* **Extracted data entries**
◇ ◇ ◇ ◇ ◇ ◇ ◇
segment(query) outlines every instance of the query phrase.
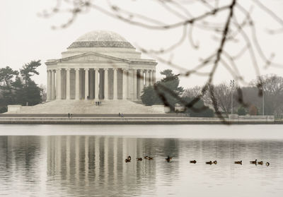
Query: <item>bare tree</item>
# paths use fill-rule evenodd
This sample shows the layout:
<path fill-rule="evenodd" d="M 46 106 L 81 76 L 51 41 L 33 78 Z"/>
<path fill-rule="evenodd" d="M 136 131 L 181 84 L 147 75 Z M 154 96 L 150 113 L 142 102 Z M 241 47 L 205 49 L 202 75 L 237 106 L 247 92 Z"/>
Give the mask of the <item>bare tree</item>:
<path fill-rule="evenodd" d="M 138 1 L 127 1 L 129 4 L 138 3 Z M 147 16 L 144 11 L 135 12 L 127 10 L 122 6 L 121 1 L 57 0 L 57 2 L 54 8 L 50 11 L 43 11 L 42 16 L 50 17 L 67 12 L 70 13 L 71 17 L 66 23 L 54 26 L 54 28 L 67 28 L 71 25 L 81 13 L 94 11 L 118 18 L 132 25 L 150 30 L 180 29 L 181 35 L 180 39 L 170 46 L 160 49 L 142 47 L 139 47 L 139 49 L 152 56 L 158 61 L 178 69 L 180 76 L 206 76 L 204 85 L 199 95 L 190 103 L 184 102 L 183 104 L 187 107 L 192 107 L 194 104 L 204 97 L 209 90 L 209 95 L 212 100 L 212 105 L 214 106 L 216 114 L 221 119 L 223 117 L 219 112 L 218 100 L 214 100 L 215 98 L 219 99 L 217 95 L 214 95 L 216 92 L 214 92 L 214 88 L 208 88 L 212 84 L 213 78 L 219 67 L 225 68 L 238 84 L 244 84 L 246 82 L 241 75 L 241 71 L 239 71 L 238 66 L 238 61 L 244 54 L 250 56 L 250 65 L 253 66 L 256 76 L 260 76 L 259 61 L 263 62 L 265 67 L 282 66 L 282 64 L 273 61 L 276 52 L 272 52 L 270 54 L 263 52 L 262 44 L 258 40 L 258 29 L 252 15 L 253 7 L 256 6 L 261 9 L 278 24 L 277 29 L 270 30 L 270 34 L 283 32 L 283 20 L 259 0 L 250 0 L 248 2 L 241 0 L 152 0 L 146 1 L 149 4 L 158 4 L 165 11 L 163 13 L 164 16 L 170 16 L 174 18 L 169 21 L 160 20 L 160 18 L 156 16 L 157 15 Z M 106 2 L 106 4 L 103 2 Z M 198 8 L 199 13 L 195 13 L 196 7 Z M 168 53 L 173 54 L 175 49 L 187 39 L 194 49 L 199 49 L 200 45 L 196 42 L 194 34 L 196 29 L 207 32 L 207 36 L 213 35 L 214 40 L 216 41 L 215 45 L 211 46 L 214 47 L 214 49 L 210 54 L 202 54 L 199 57 L 200 63 L 197 65 L 179 65 L 170 57 L 165 58 L 163 56 Z M 238 48 L 236 53 L 235 53 L 235 48 L 233 47 L 235 45 Z M 208 71 L 204 71 L 204 70 L 208 70 Z M 257 87 L 260 96 L 262 95 L 262 81 L 259 80 Z M 238 101 L 244 104 L 240 89 L 238 92 Z M 173 92 L 172 94 L 173 95 Z M 223 109 L 226 108 L 227 107 L 223 106 Z M 224 119 L 223 120 L 224 121 Z"/>

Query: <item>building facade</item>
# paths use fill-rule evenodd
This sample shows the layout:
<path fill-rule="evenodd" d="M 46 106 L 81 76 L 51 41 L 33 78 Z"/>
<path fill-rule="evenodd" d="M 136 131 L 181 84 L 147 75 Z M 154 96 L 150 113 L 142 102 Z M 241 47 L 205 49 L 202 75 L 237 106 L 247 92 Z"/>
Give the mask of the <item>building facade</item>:
<path fill-rule="evenodd" d="M 45 64 L 47 101 L 139 100 L 144 88 L 156 82 L 157 63 L 142 59 L 121 35 L 99 30 L 81 36 L 61 59 Z"/>

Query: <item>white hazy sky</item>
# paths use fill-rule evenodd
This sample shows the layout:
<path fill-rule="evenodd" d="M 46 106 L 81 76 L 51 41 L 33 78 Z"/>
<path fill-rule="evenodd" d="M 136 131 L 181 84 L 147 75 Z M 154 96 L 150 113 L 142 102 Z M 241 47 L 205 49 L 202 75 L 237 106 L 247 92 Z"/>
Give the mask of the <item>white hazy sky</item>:
<path fill-rule="evenodd" d="M 94 1 L 98 4 L 102 1 Z M 118 5 L 168 23 L 178 20 L 176 17 L 169 14 L 161 7 L 160 4 L 153 4 L 152 1 L 154 1 L 122 0 L 119 1 Z M 224 4 L 229 4 L 230 1 L 222 1 Z M 251 8 L 250 1 L 240 1 L 248 9 Z M 283 18 L 283 1 L 262 0 L 261 2 Z M 87 32 L 96 30 L 114 31 L 125 37 L 134 46 L 149 49 L 159 49 L 170 46 L 180 39 L 183 32 L 181 28 L 171 30 L 150 30 L 129 25 L 96 10 L 80 15 L 69 28 L 52 30 L 51 28 L 52 25 L 60 25 L 64 21 L 67 21 L 69 16 L 67 14 L 59 14 L 45 18 L 39 17 L 38 13 L 45 9 L 52 8 L 55 3 L 56 1 L 51 0 L 1 1 L 0 67 L 9 66 L 14 69 L 18 69 L 31 60 L 40 59 L 42 63 L 42 66 L 39 68 L 40 74 L 39 76 L 35 76 L 34 78 L 37 83 L 45 85 L 47 75 L 46 66 L 44 64 L 45 61 L 49 59 L 60 58 L 62 52 L 66 51 L 76 39 Z M 103 6 L 103 3 L 100 5 Z M 187 4 L 184 6 L 187 6 L 195 16 L 197 16 L 202 11 L 200 6 L 197 4 Z M 214 22 L 221 22 L 226 18 L 226 16 L 227 12 L 223 13 L 222 15 L 214 17 Z M 275 61 L 283 64 L 283 33 L 272 35 L 267 33 L 267 29 L 279 29 L 283 27 L 258 7 L 253 7 L 252 16 L 256 25 L 258 40 L 265 54 L 267 56 L 270 56 L 272 53 L 275 53 Z M 241 18 L 239 15 L 238 18 L 241 19 Z M 249 30 L 247 30 L 247 32 L 249 32 Z M 163 57 L 171 57 L 173 62 L 181 65 L 185 69 L 189 69 L 196 66 L 201 57 L 207 56 L 209 52 L 215 50 L 219 46 L 219 42 L 214 40 L 214 34 L 212 32 L 195 29 L 193 31 L 193 37 L 195 41 L 200 44 L 198 50 L 194 49 L 187 39 L 173 53 L 169 53 Z M 243 42 L 238 40 L 238 42 L 226 45 L 225 49 L 231 54 L 236 54 L 243 47 Z M 152 58 L 144 54 L 143 57 Z M 260 74 L 276 73 L 283 76 L 283 67 L 264 68 L 264 62 L 260 60 L 259 56 L 257 57 Z M 256 77 L 256 73 L 248 54 L 237 62 L 237 66 L 246 80 L 250 81 Z M 183 71 L 158 62 L 157 73 L 165 68 L 173 68 L 175 73 Z M 160 75 L 157 75 L 157 78 L 160 77 Z M 220 66 L 216 71 L 214 82 L 214 83 L 222 81 L 229 82 L 232 76 L 227 70 Z M 207 77 L 198 76 L 182 78 L 180 85 L 186 88 L 196 85 L 201 85 L 204 84 L 206 79 Z"/>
◇ ◇ ◇ ◇ ◇ ◇ ◇
* **Instructions to follow**
Without the pictures, output the full listing exactly as it stands.

* **Answer for the task**
segment(query) outlines every instance of the query phrase.
Query: <item>bare tree</item>
# paths use fill-rule evenodd
This sample shows the layout:
<path fill-rule="evenodd" d="M 46 106 L 81 76 L 51 41 L 33 78 Z"/>
<path fill-rule="evenodd" d="M 136 131 L 181 84 L 147 75 Z M 154 96 L 150 113 L 142 102 Z M 241 47 L 205 49 L 202 75 L 237 106 L 247 92 Z"/>
Give the mask of the <item>bare tree</item>:
<path fill-rule="evenodd" d="M 138 1 L 127 1 L 129 4 L 138 3 Z M 147 16 L 144 11 L 135 12 L 127 10 L 122 6 L 121 1 L 57 0 L 57 2 L 54 8 L 50 11 L 43 11 L 42 16 L 50 17 L 67 12 L 70 13 L 71 17 L 66 23 L 54 26 L 54 28 L 67 28 L 71 25 L 81 13 L 94 11 L 118 18 L 132 25 L 150 30 L 180 29 L 181 35 L 180 39 L 170 46 L 160 49 L 142 47 L 139 47 L 139 49 L 152 56 L 158 61 L 178 69 L 180 76 L 206 76 L 204 85 L 199 95 L 190 103 L 184 102 L 183 104 L 187 107 L 192 107 L 194 104 L 204 97 L 209 90 L 209 95 L 212 100 L 212 105 L 214 106 L 216 114 L 221 119 L 223 117 L 219 112 L 218 100 L 214 100 L 215 98 L 219 99 L 217 95 L 214 95 L 216 92 L 214 92 L 214 88 L 208 88 L 212 84 L 213 78 L 219 67 L 225 68 L 238 84 L 244 84 L 246 82 L 241 75 L 241 71 L 239 71 L 238 66 L 238 61 L 244 54 L 250 56 L 250 65 L 253 66 L 256 76 L 260 76 L 259 61 L 263 62 L 265 67 L 282 66 L 282 64 L 273 61 L 276 52 L 272 52 L 270 54 L 263 52 L 262 44 L 258 40 L 258 29 L 252 15 L 253 7 L 256 6 L 261 9 L 278 24 L 277 29 L 270 30 L 270 34 L 283 32 L 283 20 L 259 0 L 250 0 L 248 2 L 241 0 L 152 0 L 146 1 L 149 4 L 158 4 L 165 11 L 163 13 L 164 16 L 170 16 L 174 18 L 169 21 L 160 20 L 160 18 L 156 16 L 157 15 Z M 106 2 L 106 4 L 103 2 Z M 198 8 L 199 13 L 195 13 L 196 7 Z M 168 53 L 173 54 L 175 49 L 187 39 L 194 49 L 199 49 L 200 45 L 196 42 L 194 34 L 196 29 L 207 32 L 207 36 L 213 35 L 214 40 L 216 41 L 215 45 L 211 46 L 214 47 L 214 49 L 210 54 L 202 54 L 199 57 L 200 63 L 197 65 L 179 65 L 170 57 L 165 58 L 163 56 Z M 238 48 L 236 53 L 235 53 L 235 48 L 233 47 L 235 45 Z M 208 71 L 204 71 L 204 70 L 208 70 Z M 257 87 L 260 96 L 262 95 L 262 81 L 259 80 Z M 238 101 L 244 104 L 240 89 L 238 92 Z M 173 92 L 172 94 L 173 95 Z M 223 109 L 226 108 L 227 107 L 223 106 Z M 224 119 L 223 120 L 224 121 Z"/>

Query: <item>building facade</item>
# paths use fill-rule evenodd
This sample shows the layout:
<path fill-rule="evenodd" d="M 46 106 L 81 76 L 51 41 L 33 78 Z"/>
<path fill-rule="evenodd" d="M 136 131 L 181 84 L 147 75 Z M 154 96 L 150 113 L 142 102 Z M 241 47 L 205 49 L 202 75 L 237 106 L 247 92 Z"/>
Give the mask of the <item>building facade</item>:
<path fill-rule="evenodd" d="M 45 64 L 47 101 L 139 100 L 144 88 L 156 82 L 157 63 L 142 59 L 121 35 L 99 30 L 81 36 L 61 59 Z"/>

Query: <item>white hazy sky</item>
# paths use fill-rule evenodd
This sample shows the layout:
<path fill-rule="evenodd" d="M 46 106 L 81 76 L 51 41 L 33 78 Z"/>
<path fill-rule="evenodd" d="M 136 131 L 181 84 L 147 75 Z M 154 96 L 150 113 L 142 102 Z M 241 47 L 205 49 L 202 75 L 237 106 L 247 92 Z"/>
Give the mask of the <item>white hazy sky</item>:
<path fill-rule="evenodd" d="M 94 1 L 98 4 L 102 1 Z M 118 5 L 168 23 L 178 20 L 176 17 L 169 14 L 161 7 L 160 4 L 153 4 L 152 1 L 154 1 L 122 0 L 119 1 Z M 224 4 L 229 4 L 230 1 L 222 1 Z M 251 8 L 250 1 L 240 1 L 248 9 Z M 283 18 L 283 1 L 262 0 L 261 2 Z M 87 32 L 96 30 L 114 31 L 125 37 L 134 46 L 149 49 L 159 49 L 170 46 L 180 39 L 183 32 L 181 28 L 171 30 L 150 30 L 129 25 L 96 10 L 80 15 L 69 28 L 52 30 L 51 28 L 52 25 L 60 25 L 64 21 L 67 21 L 69 16 L 67 14 L 59 14 L 45 18 L 39 17 L 38 13 L 45 9 L 52 8 L 55 3 L 56 1 L 51 0 L 1 1 L 0 67 L 9 66 L 14 69 L 18 69 L 31 60 L 40 59 L 42 63 L 42 66 L 39 68 L 40 74 L 39 76 L 35 76 L 34 78 L 37 83 L 45 85 L 47 75 L 46 66 L 44 64 L 45 61 L 49 59 L 60 58 L 62 52 L 66 51 L 76 39 Z M 103 6 L 103 3 L 100 5 Z M 187 4 L 184 6 L 187 6 L 195 16 L 197 16 L 202 11 L 200 6 L 197 4 Z M 214 22 L 221 22 L 226 18 L 226 16 L 227 12 L 223 13 L 222 15 L 214 17 Z M 275 61 L 283 64 L 283 33 L 272 35 L 267 33 L 267 29 L 279 29 L 283 27 L 258 7 L 253 7 L 252 16 L 256 25 L 258 40 L 265 54 L 267 56 L 270 56 L 272 53 L 275 53 Z M 241 18 L 239 15 L 238 18 L 241 19 Z M 249 30 L 247 30 L 247 32 L 249 32 Z M 163 57 L 171 57 L 173 62 L 181 65 L 185 69 L 189 69 L 196 66 L 201 57 L 207 56 L 209 52 L 215 50 L 219 46 L 219 42 L 214 40 L 214 34 L 212 32 L 195 29 L 193 31 L 193 37 L 195 41 L 200 44 L 198 50 L 194 49 L 187 39 L 173 53 L 169 53 Z M 243 42 L 238 40 L 238 42 L 226 45 L 225 49 L 231 54 L 236 54 L 243 47 Z M 152 58 L 144 54 L 143 57 Z M 260 74 L 276 73 L 283 76 L 283 67 L 264 68 L 264 62 L 260 60 L 259 56 L 257 57 Z M 256 77 L 256 73 L 248 54 L 237 62 L 237 66 L 246 80 L 250 81 Z M 183 71 L 158 62 L 157 73 L 165 68 L 173 68 L 175 73 Z M 160 75 L 157 75 L 157 78 L 160 77 Z M 220 66 L 216 71 L 214 82 L 214 83 L 222 81 L 229 82 L 232 76 L 227 70 Z M 207 77 L 198 76 L 182 78 L 180 85 L 186 88 L 196 85 L 201 85 L 204 84 L 206 79 Z"/>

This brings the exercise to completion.